Seçilen Metin:
───

Monarşi hakkında çok zor bir konuşma yapmalıyız

Kraliçe'nin ölümü bir dönemin sonunu, zamanın geçişini gösteriyor ve nihayetinde hiçbir şeyin, ve hiçbir kişinin, sonsuza dek var olmayı sürdürmeyeceğinin altını çiziyor

11 Eylül'de Oxford ve Edinburgh'daki etkinliklerde düzenlenen protestolarda birer kişi gözaltına alınmıştı (AFP) 

Zamanlama bazen çok şey ifade edebilir. Monarşinin kaldırılmasını isteyen Republic adlı grup, Kraliçe'nin ölümünün ardından bir açıklama yaptı:

Kraliçe'nin ölüm haberini duymaktan üzüntü duyuyor ve kraliyet ailesine başsağlığı diliyoruz.

───

Sağlanan Materyal:

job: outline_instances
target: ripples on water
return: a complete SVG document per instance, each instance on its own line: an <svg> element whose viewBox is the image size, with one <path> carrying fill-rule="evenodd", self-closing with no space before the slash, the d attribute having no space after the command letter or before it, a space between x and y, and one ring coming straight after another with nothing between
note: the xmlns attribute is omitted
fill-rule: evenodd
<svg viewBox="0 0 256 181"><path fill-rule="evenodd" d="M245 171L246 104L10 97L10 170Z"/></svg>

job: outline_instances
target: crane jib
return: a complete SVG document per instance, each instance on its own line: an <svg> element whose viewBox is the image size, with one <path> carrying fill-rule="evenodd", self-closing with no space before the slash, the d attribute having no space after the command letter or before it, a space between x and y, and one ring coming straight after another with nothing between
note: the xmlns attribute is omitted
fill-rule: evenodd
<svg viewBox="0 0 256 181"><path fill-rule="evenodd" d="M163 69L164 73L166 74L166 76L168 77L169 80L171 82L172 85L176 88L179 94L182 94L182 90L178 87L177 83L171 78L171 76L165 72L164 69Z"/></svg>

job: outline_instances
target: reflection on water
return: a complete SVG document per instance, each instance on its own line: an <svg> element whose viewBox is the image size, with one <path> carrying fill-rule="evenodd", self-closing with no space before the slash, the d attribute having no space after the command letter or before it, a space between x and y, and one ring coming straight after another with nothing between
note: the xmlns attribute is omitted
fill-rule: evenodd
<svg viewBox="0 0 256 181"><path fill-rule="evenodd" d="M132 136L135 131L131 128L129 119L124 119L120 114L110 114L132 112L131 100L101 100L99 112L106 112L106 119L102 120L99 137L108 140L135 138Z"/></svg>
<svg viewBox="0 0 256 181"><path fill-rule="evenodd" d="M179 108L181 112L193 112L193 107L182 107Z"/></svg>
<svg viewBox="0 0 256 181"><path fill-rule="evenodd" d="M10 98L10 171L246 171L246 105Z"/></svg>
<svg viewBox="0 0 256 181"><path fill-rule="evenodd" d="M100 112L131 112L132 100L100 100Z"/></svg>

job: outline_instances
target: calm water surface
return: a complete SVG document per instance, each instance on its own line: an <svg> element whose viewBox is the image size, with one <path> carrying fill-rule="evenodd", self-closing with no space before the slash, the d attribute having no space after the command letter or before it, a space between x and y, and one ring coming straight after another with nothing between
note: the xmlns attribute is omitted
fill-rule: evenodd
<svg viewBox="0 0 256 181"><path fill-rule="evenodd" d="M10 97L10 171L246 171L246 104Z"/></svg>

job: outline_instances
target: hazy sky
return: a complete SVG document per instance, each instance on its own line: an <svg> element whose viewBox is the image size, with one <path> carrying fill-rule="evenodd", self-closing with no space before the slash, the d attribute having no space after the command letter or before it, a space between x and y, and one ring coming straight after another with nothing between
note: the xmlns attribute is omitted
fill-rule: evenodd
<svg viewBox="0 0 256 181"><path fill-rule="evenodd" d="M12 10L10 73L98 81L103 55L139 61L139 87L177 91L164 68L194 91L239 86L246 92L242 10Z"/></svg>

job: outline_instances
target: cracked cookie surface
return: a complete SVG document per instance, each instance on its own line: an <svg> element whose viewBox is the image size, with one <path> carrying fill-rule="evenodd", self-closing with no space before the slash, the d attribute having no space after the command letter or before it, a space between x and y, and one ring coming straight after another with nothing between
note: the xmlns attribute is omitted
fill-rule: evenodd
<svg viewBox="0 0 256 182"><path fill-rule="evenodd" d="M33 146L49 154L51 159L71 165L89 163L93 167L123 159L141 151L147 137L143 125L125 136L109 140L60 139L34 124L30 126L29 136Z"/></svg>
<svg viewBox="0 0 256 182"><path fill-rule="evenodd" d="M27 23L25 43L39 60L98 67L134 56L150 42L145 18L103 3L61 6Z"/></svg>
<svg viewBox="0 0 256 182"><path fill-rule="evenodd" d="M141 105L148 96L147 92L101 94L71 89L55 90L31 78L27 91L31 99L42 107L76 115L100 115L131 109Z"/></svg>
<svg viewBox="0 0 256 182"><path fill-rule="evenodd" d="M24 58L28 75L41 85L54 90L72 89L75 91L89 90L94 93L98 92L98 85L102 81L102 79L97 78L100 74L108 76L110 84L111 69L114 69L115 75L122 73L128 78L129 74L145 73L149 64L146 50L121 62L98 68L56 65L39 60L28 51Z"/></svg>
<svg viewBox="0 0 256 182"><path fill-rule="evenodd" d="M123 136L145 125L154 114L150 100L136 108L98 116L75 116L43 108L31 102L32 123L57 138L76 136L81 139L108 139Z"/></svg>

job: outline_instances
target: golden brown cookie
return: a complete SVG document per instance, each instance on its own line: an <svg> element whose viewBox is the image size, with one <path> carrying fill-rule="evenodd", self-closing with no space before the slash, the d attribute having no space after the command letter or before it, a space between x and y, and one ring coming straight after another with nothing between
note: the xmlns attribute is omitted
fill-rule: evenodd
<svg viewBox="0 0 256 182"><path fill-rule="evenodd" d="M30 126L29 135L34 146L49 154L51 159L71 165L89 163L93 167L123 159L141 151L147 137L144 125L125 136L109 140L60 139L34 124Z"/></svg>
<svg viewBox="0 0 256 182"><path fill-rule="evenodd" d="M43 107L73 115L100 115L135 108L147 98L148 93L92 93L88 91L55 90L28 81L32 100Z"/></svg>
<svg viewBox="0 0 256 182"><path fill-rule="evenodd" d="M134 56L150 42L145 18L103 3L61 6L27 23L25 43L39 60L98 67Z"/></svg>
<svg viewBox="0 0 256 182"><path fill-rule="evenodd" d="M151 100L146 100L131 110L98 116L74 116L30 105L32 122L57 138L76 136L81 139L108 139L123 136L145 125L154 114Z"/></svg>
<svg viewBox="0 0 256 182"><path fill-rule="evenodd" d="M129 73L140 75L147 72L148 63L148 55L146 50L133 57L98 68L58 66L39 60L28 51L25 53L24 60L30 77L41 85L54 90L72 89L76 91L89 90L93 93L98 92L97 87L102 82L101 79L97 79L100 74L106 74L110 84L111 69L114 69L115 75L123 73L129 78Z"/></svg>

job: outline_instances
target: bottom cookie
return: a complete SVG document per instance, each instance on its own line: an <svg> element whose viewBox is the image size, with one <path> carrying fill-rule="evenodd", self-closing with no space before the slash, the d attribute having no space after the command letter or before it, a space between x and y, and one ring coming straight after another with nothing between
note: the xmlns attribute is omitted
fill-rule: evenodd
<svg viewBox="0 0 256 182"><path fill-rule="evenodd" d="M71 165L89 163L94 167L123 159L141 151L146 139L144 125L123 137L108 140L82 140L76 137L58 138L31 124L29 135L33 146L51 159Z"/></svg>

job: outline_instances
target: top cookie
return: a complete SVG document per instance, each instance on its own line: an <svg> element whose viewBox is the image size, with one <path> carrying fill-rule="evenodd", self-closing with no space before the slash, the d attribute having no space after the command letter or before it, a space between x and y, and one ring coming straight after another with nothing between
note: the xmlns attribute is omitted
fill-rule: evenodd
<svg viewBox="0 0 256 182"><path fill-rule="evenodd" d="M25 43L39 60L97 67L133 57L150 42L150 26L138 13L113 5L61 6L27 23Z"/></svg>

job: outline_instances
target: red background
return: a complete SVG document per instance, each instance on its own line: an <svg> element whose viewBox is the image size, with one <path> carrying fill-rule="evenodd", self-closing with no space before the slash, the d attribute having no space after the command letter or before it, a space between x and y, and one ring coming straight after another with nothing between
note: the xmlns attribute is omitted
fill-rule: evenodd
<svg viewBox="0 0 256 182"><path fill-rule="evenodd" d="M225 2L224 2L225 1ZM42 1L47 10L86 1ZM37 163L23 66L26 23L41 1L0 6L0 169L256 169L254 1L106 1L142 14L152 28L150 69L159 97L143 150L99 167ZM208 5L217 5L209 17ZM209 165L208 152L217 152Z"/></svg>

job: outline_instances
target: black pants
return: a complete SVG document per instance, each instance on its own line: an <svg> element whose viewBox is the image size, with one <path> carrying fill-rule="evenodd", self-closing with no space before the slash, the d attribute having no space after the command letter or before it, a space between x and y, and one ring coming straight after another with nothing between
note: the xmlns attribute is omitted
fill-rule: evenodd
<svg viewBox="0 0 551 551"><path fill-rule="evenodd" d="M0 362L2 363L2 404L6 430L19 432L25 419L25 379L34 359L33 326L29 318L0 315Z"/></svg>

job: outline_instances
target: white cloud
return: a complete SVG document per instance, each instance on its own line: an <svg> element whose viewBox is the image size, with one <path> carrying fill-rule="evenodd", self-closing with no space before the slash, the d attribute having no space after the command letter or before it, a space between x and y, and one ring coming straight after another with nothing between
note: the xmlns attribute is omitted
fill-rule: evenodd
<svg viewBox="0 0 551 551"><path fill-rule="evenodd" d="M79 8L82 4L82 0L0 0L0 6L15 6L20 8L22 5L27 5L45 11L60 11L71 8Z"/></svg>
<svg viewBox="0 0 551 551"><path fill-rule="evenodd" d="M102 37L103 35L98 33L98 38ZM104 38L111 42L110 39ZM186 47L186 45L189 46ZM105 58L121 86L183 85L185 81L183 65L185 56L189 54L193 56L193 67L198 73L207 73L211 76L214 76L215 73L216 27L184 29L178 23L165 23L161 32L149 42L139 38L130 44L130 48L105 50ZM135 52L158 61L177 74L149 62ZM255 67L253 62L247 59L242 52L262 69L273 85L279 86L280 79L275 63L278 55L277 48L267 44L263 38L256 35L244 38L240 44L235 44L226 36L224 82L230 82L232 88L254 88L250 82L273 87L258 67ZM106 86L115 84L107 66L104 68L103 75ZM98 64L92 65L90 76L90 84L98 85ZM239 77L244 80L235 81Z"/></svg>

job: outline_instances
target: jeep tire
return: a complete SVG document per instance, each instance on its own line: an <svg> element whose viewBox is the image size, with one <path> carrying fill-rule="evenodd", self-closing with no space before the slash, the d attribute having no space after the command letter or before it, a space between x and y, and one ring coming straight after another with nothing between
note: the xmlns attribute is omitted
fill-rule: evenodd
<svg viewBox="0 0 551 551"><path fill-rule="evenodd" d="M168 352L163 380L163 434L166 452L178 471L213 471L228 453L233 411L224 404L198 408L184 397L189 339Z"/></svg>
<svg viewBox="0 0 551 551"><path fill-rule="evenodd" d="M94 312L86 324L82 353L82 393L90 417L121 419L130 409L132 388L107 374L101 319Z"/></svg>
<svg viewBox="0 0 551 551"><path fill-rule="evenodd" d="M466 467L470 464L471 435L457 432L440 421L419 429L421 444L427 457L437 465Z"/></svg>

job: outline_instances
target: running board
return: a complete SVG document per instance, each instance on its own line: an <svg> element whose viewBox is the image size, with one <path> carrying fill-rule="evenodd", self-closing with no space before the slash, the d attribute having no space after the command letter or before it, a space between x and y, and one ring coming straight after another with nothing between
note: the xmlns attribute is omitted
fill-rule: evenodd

───

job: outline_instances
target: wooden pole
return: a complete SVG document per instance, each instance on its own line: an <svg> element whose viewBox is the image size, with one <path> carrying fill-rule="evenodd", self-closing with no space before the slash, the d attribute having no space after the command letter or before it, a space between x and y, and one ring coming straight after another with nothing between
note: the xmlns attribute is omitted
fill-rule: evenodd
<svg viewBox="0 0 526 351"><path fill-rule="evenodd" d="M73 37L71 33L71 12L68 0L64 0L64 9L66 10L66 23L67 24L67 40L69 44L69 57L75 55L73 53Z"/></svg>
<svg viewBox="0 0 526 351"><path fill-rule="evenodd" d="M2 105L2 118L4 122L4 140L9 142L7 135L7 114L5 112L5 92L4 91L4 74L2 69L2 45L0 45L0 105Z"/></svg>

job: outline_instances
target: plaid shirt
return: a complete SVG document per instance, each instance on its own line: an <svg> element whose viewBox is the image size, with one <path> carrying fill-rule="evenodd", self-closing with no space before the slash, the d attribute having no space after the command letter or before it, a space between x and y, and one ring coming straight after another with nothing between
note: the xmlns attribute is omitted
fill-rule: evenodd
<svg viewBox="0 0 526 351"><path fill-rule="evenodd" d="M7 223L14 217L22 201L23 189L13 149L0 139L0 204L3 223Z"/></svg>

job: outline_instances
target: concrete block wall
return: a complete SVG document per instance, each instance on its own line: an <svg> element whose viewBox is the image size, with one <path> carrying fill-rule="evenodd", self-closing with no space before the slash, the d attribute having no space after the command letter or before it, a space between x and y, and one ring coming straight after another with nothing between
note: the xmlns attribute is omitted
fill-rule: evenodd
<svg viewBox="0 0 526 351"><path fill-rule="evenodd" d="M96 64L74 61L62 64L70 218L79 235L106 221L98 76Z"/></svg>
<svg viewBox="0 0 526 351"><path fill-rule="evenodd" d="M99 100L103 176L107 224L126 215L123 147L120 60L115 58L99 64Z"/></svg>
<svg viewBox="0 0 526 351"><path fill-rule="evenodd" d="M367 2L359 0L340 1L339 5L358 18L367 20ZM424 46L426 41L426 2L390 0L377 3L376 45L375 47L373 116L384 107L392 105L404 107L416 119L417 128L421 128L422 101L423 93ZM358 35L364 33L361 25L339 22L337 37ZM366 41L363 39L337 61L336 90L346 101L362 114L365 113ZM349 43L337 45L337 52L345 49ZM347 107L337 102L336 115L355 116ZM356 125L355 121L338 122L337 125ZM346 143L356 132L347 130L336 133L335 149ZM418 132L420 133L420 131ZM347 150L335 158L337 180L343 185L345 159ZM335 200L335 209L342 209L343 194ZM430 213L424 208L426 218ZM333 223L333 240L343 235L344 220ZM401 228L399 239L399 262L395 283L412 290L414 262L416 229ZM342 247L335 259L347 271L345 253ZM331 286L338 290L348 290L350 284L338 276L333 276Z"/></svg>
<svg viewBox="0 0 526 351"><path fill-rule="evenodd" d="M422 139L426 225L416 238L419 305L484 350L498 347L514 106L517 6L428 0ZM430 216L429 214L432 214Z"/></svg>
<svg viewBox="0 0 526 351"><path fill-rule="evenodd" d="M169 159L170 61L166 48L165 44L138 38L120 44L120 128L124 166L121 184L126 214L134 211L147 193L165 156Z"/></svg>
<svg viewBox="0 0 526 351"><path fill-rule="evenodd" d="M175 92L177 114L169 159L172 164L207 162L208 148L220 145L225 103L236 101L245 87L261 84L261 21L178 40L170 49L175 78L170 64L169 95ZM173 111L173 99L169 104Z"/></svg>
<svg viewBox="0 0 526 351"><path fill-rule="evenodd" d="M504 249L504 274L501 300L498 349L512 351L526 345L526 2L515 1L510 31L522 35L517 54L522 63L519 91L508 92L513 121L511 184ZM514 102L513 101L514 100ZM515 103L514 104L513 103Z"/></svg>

───

Monarşi üzerine yazılmış metinden "Kraliçe'nin ölümü bir" ile başlayıp "ailesine başsağlığı diliyoruz." ile biten bölümü hiçbir değişiklik yapmadan alıntılayın.

Kraliçe'nin ölümü bir dönemin sonunu, zamanın geçişini gösteriyor ve nihayetinde hiçbir şeyin, ve hiçbir kişinin, sonsuza dek var olmayı sürdürmeyeceğinin altını çiziyor

11 Eylül'de Oxford ve Edinburgh'daki etkinliklerde düzenlenen protestolarda birer kişi gözaltına alınmıştı (AFP) 

Zamanlama bazen çok şey ifade edebilir. Monarşinin kaldırılmasını isteyen Republic adlı grup, Kraliçe'nin ölümünün ardından bir açıklama yaptı:

Kraliçe'nin ölüm haberini duymaktan üzüntü duyuyor ve kraliyet ailesine başsağlığı diliyoruz.